[[ Material to process, beginning ]]
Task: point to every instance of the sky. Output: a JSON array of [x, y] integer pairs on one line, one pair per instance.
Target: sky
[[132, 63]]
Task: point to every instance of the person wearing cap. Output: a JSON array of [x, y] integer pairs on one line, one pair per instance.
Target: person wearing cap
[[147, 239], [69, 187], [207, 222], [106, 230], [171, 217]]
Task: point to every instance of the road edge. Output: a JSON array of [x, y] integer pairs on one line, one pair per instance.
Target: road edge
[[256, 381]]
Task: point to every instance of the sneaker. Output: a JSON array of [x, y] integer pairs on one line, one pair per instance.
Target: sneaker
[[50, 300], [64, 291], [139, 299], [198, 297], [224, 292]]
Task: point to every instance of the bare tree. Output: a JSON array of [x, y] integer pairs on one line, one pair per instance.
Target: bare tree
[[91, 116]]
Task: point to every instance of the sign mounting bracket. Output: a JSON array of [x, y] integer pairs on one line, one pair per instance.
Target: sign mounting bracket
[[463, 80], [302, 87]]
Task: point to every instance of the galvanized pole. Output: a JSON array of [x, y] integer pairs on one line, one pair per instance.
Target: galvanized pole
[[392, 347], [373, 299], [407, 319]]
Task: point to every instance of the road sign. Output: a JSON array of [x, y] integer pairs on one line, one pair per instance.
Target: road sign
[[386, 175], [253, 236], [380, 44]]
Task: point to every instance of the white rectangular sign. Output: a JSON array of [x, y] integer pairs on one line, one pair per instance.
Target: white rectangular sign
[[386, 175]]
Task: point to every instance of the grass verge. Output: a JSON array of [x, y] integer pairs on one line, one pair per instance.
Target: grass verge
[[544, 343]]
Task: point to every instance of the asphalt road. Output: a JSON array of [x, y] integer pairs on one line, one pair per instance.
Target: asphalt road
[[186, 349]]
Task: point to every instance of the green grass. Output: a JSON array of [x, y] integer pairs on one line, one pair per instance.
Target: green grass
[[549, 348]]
[[ Material to process, end ]]
▶ Action item
Which lines run from the one containing "Target: white rectangular sign" to the end of the records? Transcribe exactly those, both ends included.

▶ Answer to this exercise
Target: white rectangular sign
[[386, 175]]
Task: point to every instance of the grass verge. Output: a JSON array of [x, y] integer pairs on one line, one pair per instance.
Target: grass verge
[[544, 343]]
Task: point to every instance of the asphalt road. Output: a JSON array of [x, y] integer pairs on one line, one pair per instance.
Target: asphalt road
[[186, 349]]
Task: point to every instance of the green grass. Output: a JSON array of [x, y] integer pairs on one line, one pair per instance.
Target: green grass
[[549, 348]]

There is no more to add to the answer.